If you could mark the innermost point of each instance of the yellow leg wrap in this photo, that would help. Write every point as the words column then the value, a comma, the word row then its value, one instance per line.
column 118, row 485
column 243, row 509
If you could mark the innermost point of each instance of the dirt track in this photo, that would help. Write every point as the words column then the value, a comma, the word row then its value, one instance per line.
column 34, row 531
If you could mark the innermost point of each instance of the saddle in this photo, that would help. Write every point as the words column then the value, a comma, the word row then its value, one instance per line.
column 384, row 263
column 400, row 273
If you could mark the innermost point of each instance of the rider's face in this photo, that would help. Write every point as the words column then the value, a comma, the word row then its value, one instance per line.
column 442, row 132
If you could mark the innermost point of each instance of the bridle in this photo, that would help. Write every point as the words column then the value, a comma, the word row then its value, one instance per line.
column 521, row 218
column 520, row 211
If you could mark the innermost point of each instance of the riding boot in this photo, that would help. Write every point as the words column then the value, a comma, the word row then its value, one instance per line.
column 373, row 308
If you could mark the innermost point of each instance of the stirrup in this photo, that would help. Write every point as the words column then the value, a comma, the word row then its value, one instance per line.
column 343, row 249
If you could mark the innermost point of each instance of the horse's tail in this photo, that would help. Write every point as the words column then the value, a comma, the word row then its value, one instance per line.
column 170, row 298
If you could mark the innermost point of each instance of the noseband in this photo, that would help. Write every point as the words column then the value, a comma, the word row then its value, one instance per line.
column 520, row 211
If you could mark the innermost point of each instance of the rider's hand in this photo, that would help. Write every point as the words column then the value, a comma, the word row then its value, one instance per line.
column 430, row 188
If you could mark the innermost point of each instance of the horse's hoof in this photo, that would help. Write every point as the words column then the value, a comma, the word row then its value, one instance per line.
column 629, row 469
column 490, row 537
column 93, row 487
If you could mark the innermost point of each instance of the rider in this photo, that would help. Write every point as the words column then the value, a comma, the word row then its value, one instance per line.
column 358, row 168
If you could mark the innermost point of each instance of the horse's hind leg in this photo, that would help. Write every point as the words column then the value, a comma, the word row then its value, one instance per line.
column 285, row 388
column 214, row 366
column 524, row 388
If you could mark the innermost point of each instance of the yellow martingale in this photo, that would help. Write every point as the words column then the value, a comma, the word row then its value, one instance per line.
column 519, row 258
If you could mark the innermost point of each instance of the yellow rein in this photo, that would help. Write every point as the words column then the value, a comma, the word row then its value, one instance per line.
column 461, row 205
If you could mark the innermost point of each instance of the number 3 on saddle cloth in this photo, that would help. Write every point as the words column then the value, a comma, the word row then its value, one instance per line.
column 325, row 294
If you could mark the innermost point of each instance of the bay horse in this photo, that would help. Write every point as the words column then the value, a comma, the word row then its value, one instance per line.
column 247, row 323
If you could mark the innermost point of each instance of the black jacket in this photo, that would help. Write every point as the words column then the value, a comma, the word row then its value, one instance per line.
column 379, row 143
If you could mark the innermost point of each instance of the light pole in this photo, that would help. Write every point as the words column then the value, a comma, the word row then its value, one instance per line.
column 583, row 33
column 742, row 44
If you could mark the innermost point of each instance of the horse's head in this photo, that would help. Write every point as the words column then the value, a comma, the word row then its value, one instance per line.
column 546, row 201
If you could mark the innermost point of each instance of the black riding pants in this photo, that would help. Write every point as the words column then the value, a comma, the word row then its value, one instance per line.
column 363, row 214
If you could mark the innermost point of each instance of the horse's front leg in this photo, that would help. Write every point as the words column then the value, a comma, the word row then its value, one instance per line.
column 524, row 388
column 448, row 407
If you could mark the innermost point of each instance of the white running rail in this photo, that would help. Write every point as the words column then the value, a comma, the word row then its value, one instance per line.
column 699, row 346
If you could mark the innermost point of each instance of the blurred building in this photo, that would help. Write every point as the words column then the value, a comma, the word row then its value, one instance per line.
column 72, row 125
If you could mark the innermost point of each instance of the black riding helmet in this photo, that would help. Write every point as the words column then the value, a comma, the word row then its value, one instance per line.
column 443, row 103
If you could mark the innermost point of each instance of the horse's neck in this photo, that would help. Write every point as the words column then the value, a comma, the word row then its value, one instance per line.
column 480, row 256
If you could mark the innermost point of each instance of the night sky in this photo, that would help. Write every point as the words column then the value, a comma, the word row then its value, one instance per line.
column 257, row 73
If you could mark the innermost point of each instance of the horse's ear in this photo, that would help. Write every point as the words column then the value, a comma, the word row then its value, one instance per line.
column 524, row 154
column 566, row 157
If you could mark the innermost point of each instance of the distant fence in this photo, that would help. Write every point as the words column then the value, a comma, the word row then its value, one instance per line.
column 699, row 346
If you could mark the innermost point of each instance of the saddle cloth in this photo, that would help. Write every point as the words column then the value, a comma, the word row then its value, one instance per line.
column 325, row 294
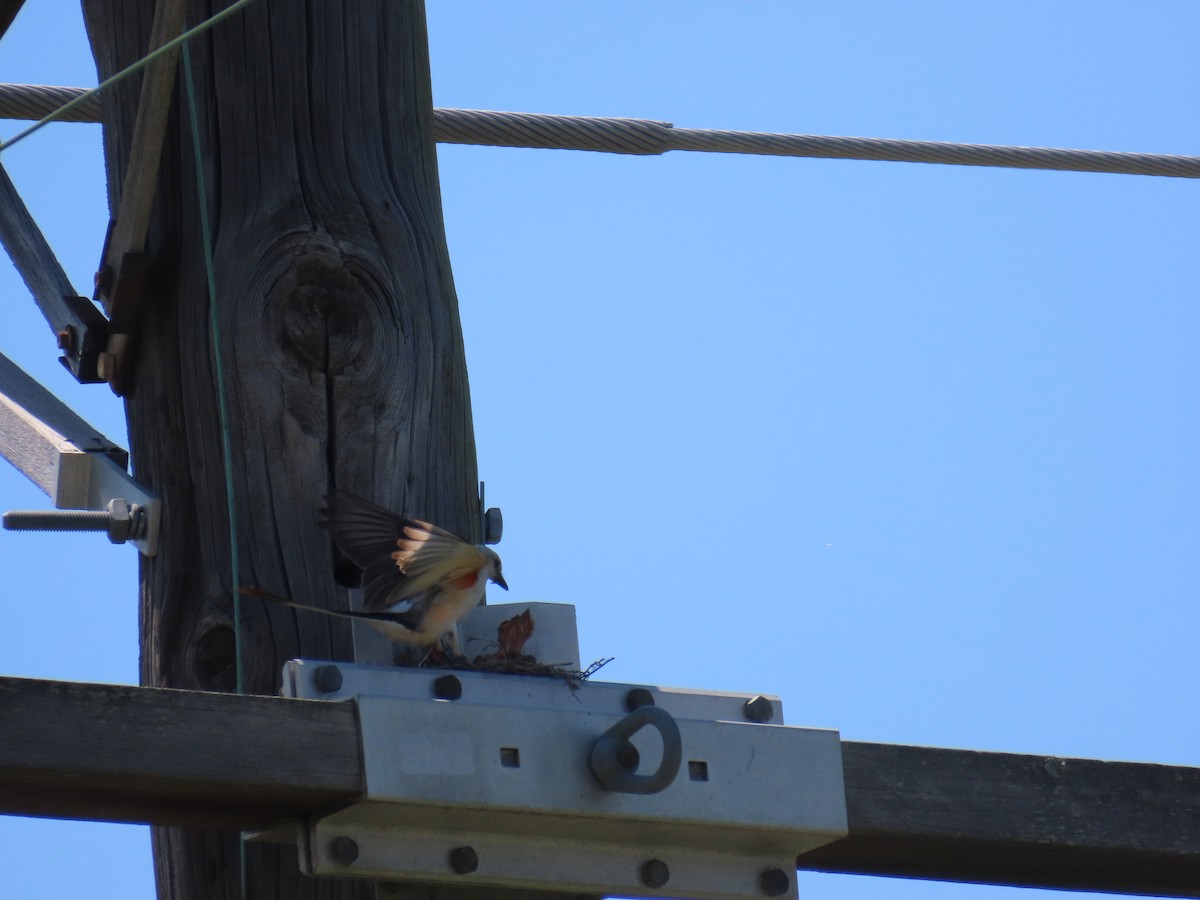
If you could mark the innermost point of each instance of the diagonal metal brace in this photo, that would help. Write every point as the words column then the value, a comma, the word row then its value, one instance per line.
column 81, row 330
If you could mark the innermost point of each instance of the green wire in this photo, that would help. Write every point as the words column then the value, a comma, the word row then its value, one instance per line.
column 125, row 73
column 217, row 365
column 222, row 407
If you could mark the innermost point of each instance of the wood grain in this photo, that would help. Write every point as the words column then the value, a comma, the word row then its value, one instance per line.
column 341, row 345
column 1009, row 819
column 124, row 754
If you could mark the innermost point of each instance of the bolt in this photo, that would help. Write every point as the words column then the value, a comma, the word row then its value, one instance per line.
column 774, row 882
column 654, row 873
column 463, row 861
column 448, row 688
column 327, row 678
column 121, row 520
column 628, row 757
column 637, row 699
column 103, row 279
column 66, row 340
column 343, row 850
column 759, row 709
column 493, row 526
column 55, row 520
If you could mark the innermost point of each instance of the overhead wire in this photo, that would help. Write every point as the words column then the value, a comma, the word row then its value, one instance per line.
column 133, row 67
column 649, row 137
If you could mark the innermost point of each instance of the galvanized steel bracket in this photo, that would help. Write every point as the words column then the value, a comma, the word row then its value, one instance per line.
column 486, row 780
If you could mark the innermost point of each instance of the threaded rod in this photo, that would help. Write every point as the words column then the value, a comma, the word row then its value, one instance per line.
column 57, row 521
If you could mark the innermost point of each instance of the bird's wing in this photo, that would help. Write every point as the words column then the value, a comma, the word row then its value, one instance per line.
column 401, row 558
column 433, row 561
column 409, row 618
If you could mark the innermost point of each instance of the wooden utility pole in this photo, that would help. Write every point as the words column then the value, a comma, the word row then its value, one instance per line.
column 340, row 340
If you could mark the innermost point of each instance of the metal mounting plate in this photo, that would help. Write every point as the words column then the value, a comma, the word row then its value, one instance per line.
column 504, row 771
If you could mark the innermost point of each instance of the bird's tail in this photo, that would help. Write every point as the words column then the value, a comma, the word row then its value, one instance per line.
column 258, row 593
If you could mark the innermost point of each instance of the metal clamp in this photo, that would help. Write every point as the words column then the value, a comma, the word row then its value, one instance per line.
column 477, row 780
column 615, row 760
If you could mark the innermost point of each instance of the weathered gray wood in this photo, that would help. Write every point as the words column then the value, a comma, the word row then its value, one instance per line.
column 123, row 276
column 341, row 345
column 81, row 330
column 9, row 10
column 167, row 756
column 126, row 754
column 1008, row 819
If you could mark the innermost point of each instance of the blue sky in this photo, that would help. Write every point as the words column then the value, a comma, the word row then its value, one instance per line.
column 911, row 447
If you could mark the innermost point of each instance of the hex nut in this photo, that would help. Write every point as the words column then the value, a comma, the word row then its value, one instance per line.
column 774, row 882
column 448, row 688
column 759, row 709
column 463, row 861
column 343, row 850
column 654, row 873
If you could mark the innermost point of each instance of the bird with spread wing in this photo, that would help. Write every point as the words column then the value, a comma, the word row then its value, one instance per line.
column 419, row 581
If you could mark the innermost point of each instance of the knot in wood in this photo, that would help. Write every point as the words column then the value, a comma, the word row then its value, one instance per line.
column 324, row 313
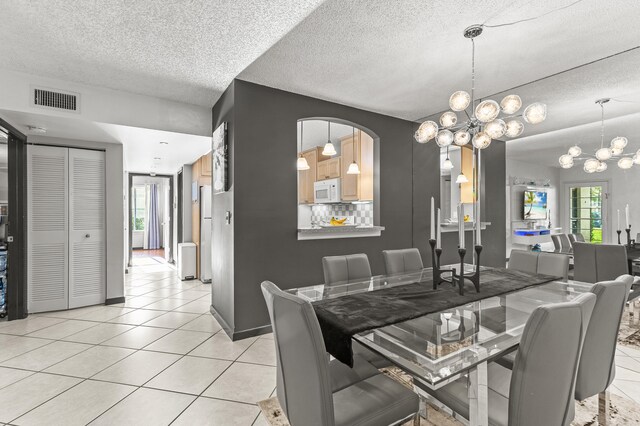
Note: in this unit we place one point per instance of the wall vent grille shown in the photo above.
(55, 99)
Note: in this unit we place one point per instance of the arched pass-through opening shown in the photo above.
(338, 174)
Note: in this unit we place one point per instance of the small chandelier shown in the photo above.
(598, 163)
(483, 122)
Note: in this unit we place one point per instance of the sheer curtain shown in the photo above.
(153, 219)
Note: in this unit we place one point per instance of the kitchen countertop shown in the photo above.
(315, 233)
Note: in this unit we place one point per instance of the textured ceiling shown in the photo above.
(141, 147)
(406, 60)
(185, 50)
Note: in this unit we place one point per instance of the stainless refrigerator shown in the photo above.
(205, 234)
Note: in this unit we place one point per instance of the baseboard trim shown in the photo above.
(252, 332)
(238, 335)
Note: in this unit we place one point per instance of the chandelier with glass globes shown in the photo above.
(483, 122)
(598, 162)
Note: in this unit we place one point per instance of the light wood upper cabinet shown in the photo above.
(357, 187)
(329, 169)
(306, 178)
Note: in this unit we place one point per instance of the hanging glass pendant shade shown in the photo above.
(353, 167)
(302, 163)
(329, 150)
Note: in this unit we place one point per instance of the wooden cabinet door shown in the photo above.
(323, 170)
(350, 183)
(333, 168)
(306, 178)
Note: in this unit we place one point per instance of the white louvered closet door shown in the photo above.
(87, 242)
(47, 221)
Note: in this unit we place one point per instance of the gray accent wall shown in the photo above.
(261, 242)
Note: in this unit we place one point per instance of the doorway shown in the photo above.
(586, 211)
(13, 211)
(151, 220)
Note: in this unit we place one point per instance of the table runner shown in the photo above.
(342, 317)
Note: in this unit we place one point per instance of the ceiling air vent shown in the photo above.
(55, 99)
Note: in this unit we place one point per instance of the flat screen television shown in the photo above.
(535, 205)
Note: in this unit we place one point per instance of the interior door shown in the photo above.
(87, 245)
(47, 222)
(166, 222)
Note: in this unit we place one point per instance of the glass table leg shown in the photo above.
(479, 396)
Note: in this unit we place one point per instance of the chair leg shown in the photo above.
(416, 419)
(603, 408)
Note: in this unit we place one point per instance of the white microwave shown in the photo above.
(326, 191)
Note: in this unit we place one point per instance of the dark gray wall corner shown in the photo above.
(261, 243)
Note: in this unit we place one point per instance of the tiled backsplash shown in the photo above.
(358, 214)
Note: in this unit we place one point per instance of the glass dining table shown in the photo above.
(439, 348)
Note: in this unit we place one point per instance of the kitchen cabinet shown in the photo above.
(306, 178)
(357, 187)
(329, 169)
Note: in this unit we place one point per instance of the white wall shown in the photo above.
(623, 188)
(114, 204)
(522, 169)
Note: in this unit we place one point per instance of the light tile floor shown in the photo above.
(159, 358)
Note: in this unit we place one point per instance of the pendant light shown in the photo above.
(302, 164)
(461, 179)
(353, 167)
(447, 164)
(329, 150)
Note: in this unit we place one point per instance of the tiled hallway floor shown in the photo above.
(158, 359)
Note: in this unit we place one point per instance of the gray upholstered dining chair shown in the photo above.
(565, 243)
(554, 264)
(523, 260)
(402, 261)
(584, 262)
(345, 268)
(305, 389)
(576, 237)
(596, 370)
(540, 389)
(352, 267)
(611, 261)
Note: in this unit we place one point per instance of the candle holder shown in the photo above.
(474, 277)
(437, 271)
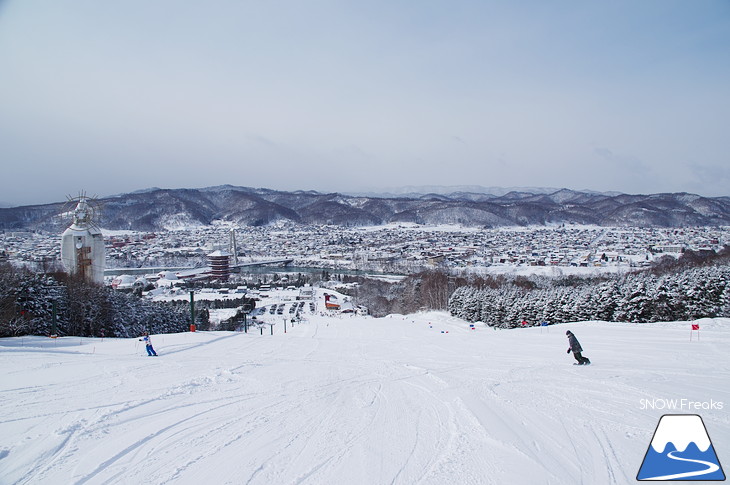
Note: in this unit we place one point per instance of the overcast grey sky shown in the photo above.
(116, 96)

========

■ Task requirements: Please put the items from the first one through the line holding "column 170, row 298", inclusive, into a two-column CSV with the headers item_text and answer, one row per item. Each field should be quoted, with any line breaks replaced by spaces.

■ The response:
item_text,answer
"If you could mark the innermost point of each instance of the yellow leg wrap in this photo, that would help. Write every point as the words column then the value, a comma, the word row then its value, one instance per line.","column 118, row 485 column 243, row 509"
"If you could mark the innermost point of each instance of the dirt track in this photo, that would help. Write every point as the words column then the value, a comma, the word row then its value, one instance per line.","column 34, row 531"
"If you could mark the innermost point of each instance of the saddle in this photo, that would help. Write every point as the words column then the value, a comma, the word row then its value, one instance per line.","column 384, row 263 column 400, row 273"
"If you could mark the innermost point of each instance of the rider's face in this photo, that would help. Write every point as the words column then the value, a comma, the word row then its value, one instance per line.","column 442, row 132"
"If you could mark the innermost point of each instance of the bridle in this photo, that would help. Write every point as the words column then the value, a comma, the word row then its value, one instance per line.","column 521, row 218 column 520, row 211"
"If you could mark the innermost point of each instance of the riding boot in this photo, that would help. Write every point as the words column then the value, a comma, the word row then its value, one instance per line.","column 373, row 308"
"If you could mark the innermost point of each instance of the stirrup in this photo, that would help. Write every point as the words column then the value, a comma, the word row then its value, one instance per line.","column 343, row 249"
"If you could mark the innermost point of each instance of the horse's tail in this photo, that would help. Write every point as the words column then the value, a comma, the word row then its value, one instance per line.","column 170, row 298"